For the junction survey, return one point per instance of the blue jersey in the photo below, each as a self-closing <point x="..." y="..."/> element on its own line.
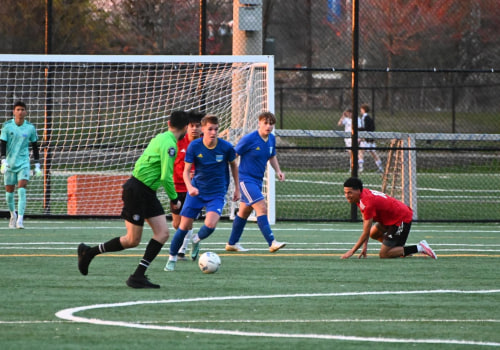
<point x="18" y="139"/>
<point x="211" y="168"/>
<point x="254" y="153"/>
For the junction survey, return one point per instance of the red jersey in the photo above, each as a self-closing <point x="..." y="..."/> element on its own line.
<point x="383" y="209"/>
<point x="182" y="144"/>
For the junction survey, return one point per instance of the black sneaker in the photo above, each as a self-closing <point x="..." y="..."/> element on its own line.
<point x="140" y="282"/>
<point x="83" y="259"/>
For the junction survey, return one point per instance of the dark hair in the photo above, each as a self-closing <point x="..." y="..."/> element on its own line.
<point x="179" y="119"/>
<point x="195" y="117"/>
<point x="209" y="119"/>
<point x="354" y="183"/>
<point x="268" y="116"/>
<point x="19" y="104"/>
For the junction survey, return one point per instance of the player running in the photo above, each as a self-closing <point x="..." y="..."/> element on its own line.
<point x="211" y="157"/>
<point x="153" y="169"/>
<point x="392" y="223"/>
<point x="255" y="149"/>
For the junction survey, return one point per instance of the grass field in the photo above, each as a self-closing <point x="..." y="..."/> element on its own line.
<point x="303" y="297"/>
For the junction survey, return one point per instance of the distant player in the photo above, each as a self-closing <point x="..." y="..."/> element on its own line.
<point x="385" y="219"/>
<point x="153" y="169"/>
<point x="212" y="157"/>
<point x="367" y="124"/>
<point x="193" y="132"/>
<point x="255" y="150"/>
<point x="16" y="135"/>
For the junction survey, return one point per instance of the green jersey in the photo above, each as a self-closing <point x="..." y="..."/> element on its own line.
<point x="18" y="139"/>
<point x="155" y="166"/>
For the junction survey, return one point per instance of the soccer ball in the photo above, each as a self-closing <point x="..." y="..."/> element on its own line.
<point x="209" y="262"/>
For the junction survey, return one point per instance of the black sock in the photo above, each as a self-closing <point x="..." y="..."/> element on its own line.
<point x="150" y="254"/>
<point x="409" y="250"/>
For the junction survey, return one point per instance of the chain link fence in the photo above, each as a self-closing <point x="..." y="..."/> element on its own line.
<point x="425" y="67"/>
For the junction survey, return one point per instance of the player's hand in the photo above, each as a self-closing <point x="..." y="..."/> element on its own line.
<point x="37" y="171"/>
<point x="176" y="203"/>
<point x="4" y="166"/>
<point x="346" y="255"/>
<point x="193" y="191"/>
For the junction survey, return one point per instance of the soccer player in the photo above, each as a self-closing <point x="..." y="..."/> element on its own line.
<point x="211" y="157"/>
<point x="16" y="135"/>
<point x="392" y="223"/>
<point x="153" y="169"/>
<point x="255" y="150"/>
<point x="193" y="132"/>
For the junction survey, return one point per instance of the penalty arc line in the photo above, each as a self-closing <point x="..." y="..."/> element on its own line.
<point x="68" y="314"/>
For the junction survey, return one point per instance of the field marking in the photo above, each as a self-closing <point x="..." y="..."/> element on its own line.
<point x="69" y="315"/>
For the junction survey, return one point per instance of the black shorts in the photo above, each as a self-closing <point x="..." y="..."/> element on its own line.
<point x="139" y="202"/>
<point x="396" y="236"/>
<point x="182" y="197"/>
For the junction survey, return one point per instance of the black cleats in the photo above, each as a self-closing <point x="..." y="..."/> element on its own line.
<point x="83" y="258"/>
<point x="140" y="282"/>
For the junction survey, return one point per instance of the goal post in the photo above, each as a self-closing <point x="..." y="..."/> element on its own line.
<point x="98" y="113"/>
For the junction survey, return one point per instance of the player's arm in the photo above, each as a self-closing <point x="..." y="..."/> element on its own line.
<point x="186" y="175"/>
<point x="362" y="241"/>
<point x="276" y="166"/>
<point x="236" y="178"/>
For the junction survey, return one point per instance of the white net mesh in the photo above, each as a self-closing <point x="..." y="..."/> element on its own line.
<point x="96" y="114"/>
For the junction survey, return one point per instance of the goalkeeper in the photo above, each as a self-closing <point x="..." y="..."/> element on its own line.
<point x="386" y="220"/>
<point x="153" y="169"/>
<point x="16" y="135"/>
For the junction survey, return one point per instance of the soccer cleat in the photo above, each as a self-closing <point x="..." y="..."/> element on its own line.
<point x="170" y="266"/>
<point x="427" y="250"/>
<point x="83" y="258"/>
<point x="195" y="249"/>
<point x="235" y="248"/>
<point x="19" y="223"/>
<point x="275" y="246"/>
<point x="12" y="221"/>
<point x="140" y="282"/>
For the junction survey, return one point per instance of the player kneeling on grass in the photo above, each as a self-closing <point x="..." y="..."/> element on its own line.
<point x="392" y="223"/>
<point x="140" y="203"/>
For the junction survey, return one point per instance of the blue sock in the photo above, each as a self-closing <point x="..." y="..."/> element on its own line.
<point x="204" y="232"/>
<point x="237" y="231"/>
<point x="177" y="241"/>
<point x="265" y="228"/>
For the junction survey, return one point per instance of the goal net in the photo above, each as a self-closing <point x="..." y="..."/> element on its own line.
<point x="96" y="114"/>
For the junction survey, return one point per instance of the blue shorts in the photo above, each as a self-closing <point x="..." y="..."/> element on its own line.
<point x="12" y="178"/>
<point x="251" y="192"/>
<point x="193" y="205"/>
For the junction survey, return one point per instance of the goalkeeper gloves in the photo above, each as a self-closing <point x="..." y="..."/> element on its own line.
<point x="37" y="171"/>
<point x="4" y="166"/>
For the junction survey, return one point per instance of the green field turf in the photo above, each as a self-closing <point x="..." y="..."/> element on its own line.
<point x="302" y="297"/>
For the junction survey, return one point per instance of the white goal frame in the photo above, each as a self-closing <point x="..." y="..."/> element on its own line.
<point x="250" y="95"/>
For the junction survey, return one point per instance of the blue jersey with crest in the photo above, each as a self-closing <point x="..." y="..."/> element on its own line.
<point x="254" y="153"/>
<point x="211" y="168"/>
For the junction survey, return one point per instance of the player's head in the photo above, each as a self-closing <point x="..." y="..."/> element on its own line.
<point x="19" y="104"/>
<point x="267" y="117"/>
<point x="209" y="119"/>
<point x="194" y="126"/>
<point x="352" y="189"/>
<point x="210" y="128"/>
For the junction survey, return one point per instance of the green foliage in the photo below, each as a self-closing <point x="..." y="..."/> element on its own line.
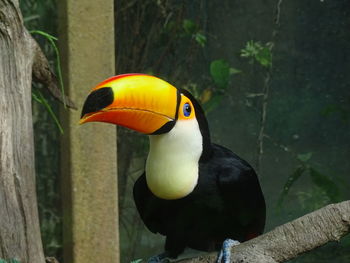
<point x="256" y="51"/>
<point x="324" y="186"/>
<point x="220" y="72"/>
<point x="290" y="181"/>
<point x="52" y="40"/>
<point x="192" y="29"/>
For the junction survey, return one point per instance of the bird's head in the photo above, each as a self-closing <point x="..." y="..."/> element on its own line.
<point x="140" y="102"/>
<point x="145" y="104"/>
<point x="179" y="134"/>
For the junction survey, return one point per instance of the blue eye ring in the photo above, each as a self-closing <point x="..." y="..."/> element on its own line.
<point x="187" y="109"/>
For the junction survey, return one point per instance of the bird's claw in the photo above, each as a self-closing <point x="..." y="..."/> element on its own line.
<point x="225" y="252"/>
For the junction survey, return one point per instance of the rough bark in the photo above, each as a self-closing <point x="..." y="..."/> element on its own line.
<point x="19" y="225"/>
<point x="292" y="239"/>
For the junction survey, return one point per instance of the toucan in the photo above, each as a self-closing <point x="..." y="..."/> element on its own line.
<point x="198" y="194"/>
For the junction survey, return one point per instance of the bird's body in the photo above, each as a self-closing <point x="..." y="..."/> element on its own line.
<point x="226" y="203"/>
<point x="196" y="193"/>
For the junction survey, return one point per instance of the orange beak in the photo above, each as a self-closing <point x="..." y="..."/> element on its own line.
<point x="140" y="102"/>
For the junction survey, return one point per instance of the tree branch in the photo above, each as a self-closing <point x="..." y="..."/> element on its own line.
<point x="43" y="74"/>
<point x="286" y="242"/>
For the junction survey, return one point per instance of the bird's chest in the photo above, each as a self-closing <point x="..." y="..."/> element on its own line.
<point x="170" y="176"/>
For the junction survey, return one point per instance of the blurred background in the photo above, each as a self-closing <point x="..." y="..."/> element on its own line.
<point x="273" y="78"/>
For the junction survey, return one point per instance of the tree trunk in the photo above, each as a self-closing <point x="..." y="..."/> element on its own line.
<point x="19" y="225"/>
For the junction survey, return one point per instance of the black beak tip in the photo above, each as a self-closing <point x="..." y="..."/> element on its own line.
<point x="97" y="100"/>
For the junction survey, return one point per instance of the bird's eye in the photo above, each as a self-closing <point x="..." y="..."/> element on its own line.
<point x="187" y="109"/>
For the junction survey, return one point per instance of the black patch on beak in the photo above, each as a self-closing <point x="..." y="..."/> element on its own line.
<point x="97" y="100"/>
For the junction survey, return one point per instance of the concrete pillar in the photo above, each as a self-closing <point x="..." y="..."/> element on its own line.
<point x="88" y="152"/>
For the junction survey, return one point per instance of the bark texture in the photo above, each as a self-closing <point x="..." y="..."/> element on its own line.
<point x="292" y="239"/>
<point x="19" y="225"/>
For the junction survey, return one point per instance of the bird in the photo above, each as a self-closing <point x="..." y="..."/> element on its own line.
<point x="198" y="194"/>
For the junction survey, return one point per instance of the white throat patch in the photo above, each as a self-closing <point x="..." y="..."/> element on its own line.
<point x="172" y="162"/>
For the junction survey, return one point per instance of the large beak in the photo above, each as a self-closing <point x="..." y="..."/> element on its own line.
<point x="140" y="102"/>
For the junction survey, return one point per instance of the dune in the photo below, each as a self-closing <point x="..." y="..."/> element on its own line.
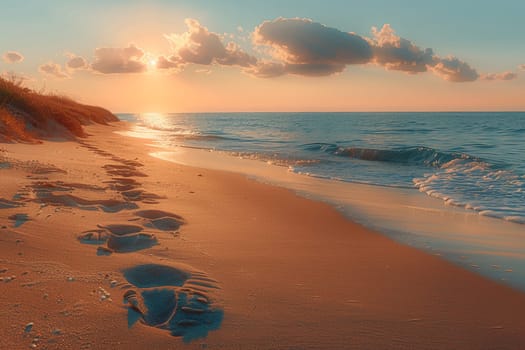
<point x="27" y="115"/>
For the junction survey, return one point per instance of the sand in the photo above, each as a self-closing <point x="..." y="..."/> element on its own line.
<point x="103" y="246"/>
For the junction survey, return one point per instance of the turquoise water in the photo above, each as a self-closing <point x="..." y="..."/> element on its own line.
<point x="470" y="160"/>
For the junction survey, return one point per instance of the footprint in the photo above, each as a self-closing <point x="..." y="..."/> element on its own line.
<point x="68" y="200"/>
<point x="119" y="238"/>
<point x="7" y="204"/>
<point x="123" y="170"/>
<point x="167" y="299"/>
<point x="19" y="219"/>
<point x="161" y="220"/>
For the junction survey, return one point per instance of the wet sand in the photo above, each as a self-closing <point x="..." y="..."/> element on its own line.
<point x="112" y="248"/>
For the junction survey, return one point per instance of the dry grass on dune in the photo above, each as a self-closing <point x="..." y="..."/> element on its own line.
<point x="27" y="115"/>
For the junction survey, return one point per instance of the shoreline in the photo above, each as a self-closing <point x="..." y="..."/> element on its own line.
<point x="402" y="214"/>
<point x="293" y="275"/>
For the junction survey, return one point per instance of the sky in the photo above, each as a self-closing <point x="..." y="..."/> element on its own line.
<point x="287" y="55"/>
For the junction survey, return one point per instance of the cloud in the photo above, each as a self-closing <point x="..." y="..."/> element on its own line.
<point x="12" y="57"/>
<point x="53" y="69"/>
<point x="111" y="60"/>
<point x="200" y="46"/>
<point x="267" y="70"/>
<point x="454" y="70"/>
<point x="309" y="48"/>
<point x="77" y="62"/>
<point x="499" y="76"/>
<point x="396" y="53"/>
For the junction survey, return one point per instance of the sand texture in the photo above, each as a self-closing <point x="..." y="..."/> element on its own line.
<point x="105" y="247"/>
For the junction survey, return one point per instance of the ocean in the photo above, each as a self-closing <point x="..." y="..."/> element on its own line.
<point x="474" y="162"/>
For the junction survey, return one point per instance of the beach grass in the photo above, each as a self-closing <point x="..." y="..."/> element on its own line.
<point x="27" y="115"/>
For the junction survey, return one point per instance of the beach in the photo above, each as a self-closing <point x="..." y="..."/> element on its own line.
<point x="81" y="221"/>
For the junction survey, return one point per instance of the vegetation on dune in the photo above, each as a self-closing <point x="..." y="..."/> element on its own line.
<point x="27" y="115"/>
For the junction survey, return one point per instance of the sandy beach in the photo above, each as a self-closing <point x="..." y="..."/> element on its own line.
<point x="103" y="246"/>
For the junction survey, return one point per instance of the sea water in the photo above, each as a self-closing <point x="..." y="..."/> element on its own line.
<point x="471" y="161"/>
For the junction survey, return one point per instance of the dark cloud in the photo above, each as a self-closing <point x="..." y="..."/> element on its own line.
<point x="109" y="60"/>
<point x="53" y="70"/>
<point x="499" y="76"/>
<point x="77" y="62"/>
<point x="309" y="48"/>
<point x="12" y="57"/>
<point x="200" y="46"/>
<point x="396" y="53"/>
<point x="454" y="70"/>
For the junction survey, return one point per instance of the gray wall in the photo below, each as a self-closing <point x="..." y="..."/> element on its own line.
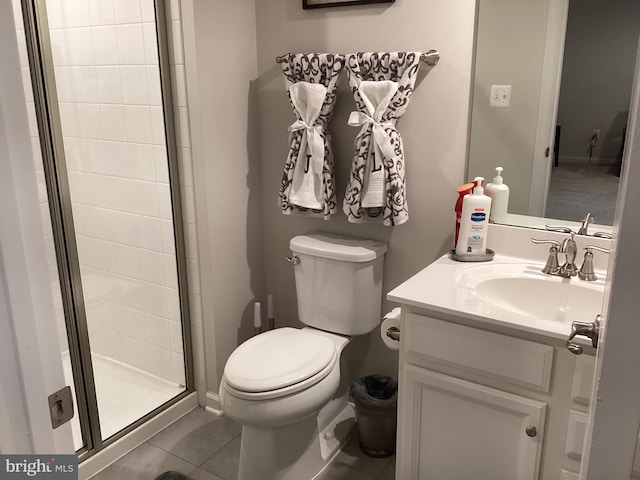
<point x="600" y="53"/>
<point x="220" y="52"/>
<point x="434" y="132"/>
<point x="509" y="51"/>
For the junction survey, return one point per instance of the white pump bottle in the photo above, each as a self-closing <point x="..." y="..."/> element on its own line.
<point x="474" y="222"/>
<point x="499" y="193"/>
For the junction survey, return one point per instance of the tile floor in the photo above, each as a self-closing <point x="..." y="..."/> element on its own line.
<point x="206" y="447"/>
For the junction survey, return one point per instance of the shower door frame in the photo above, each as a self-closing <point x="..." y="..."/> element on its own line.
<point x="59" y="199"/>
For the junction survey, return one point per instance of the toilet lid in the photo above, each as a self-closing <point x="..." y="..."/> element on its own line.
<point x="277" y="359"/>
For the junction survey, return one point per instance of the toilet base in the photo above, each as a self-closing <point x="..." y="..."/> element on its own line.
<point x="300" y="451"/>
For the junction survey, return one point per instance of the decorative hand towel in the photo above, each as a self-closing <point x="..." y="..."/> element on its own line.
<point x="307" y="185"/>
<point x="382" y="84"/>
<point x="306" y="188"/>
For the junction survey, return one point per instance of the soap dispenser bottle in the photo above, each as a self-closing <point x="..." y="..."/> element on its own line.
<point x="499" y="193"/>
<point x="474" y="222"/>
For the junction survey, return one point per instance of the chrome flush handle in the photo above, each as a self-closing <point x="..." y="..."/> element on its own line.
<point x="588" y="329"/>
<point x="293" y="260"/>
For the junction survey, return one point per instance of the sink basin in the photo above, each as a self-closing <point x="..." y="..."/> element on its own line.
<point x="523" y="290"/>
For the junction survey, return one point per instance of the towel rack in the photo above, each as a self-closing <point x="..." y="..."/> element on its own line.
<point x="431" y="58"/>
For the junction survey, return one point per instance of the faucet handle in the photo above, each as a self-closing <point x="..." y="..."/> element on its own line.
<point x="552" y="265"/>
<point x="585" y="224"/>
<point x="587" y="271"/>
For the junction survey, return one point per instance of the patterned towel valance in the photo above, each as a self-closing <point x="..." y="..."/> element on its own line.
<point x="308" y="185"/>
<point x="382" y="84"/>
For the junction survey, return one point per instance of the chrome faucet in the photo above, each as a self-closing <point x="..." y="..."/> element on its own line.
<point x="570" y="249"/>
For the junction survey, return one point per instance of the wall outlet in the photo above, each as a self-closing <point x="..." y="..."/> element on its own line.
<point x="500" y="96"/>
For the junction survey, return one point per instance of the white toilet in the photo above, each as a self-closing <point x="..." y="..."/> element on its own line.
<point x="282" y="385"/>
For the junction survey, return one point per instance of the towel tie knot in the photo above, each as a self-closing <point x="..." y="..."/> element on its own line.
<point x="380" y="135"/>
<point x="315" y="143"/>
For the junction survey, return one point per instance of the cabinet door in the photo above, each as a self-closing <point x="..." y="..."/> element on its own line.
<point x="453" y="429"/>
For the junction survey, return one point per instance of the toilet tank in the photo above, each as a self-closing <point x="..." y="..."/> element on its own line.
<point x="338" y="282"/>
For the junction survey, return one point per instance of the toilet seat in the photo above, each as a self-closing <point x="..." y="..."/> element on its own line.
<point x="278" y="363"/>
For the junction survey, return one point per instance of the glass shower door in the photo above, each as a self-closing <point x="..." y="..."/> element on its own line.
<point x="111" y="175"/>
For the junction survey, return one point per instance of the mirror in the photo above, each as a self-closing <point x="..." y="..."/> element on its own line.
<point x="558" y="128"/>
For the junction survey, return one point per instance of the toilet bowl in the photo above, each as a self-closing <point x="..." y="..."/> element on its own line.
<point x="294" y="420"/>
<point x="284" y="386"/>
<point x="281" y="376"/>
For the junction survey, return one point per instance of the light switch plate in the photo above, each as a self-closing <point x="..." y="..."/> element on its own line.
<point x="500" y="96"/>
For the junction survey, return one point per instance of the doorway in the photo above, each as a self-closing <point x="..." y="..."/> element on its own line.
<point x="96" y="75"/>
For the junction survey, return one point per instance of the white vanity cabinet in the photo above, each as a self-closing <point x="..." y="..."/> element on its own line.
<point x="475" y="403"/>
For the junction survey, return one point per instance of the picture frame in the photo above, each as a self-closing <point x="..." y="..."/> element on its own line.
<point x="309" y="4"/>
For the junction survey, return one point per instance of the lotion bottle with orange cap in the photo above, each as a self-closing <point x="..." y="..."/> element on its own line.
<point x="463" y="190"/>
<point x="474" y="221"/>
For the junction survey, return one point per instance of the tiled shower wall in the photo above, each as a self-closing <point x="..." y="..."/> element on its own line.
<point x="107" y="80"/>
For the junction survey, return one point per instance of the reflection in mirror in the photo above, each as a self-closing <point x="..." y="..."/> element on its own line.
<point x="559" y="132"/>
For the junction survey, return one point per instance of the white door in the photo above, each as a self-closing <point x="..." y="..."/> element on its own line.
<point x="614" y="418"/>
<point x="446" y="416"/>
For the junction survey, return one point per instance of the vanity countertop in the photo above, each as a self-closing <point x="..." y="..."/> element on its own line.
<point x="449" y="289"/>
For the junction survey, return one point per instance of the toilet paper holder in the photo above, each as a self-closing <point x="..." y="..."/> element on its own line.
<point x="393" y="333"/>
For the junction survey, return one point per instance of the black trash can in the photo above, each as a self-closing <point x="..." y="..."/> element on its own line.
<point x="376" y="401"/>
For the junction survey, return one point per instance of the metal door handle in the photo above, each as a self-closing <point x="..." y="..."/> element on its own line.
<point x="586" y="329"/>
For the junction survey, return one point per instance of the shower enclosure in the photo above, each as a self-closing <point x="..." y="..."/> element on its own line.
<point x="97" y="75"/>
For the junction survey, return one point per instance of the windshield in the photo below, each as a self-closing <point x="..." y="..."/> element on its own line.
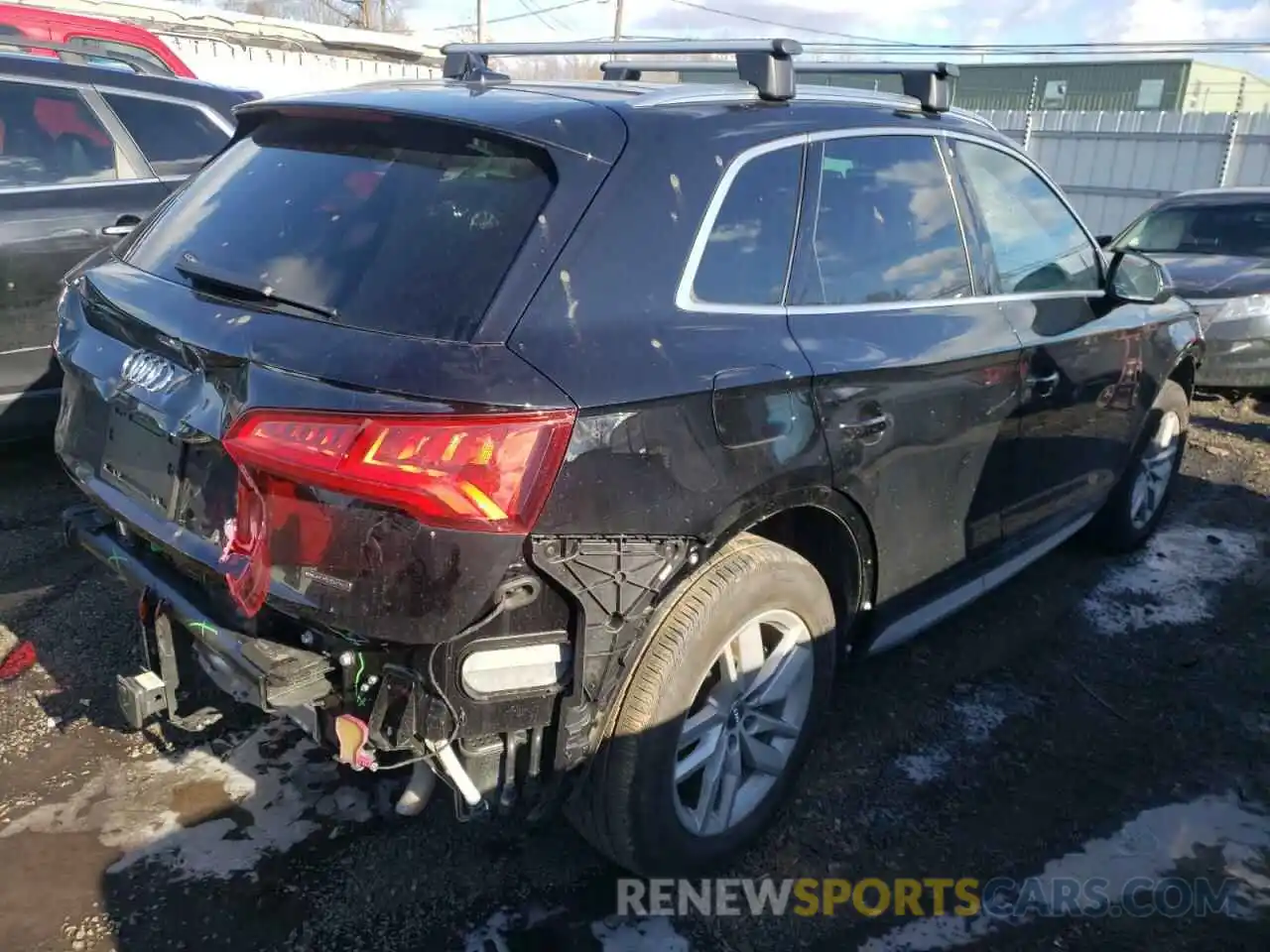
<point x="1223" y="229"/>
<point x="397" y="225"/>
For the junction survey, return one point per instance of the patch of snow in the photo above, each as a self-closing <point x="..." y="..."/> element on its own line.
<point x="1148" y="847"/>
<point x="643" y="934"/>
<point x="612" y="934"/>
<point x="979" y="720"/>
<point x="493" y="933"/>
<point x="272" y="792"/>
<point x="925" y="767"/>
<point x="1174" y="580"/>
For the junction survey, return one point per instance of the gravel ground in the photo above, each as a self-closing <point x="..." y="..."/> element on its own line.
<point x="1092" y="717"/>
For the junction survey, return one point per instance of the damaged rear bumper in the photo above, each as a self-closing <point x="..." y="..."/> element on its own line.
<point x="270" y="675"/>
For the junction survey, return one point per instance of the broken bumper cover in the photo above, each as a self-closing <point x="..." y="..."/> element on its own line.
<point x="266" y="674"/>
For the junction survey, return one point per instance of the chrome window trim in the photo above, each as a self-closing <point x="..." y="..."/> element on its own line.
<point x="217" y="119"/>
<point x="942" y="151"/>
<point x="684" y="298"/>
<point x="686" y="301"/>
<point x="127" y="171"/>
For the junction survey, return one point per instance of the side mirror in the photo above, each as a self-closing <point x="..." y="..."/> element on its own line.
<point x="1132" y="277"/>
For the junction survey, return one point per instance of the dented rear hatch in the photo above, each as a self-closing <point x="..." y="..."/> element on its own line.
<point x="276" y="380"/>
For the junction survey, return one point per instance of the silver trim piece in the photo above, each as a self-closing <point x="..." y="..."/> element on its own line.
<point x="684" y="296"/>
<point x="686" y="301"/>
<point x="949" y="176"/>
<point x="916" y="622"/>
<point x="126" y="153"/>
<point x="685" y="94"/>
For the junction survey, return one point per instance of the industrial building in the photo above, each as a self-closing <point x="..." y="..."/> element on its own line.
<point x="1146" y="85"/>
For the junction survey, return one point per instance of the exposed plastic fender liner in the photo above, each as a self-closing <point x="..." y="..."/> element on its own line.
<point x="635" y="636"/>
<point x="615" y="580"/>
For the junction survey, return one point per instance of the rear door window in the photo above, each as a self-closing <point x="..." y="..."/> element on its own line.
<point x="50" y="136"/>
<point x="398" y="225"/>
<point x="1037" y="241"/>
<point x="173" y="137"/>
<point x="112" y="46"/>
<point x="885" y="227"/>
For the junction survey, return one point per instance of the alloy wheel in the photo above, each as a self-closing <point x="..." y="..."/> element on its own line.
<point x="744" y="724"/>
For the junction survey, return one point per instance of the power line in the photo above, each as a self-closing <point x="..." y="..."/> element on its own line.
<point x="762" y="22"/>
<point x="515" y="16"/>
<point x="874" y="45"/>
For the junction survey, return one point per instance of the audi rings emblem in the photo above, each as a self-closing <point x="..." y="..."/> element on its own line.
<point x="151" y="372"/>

Given task: Extract, verbatim, the lines from the one containing "of the rear" through the last line of the listing above.

Solution to the problem:
For the junction survey, return one point per instance of the rear door window in the photo above, each as a self-closing <point x="..." y="..."/> element on its own line.
<point x="50" y="136"/>
<point x="398" y="225"/>
<point x="1037" y="241"/>
<point x="173" y="137"/>
<point x="112" y="46"/>
<point x="885" y="227"/>
For the junction survey, return one point per instance of the alloy wheel in the photo above, each as a self-closing <point x="..." y="..."/> element on its own line.
<point x="744" y="724"/>
For the junction survey, return one point per instance of the power line in the photo above, each as a self-closing <point x="..." y="..."/> element on its own line.
<point x="762" y="22"/>
<point x="515" y="16"/>
<point x="874" y="45"/>
For the junction survey, return one point per instance of the audi rings emblem in the photo above, each as a self-closing <point x="..." y="..."/> element on its own line.
<point x="151" y="372"/>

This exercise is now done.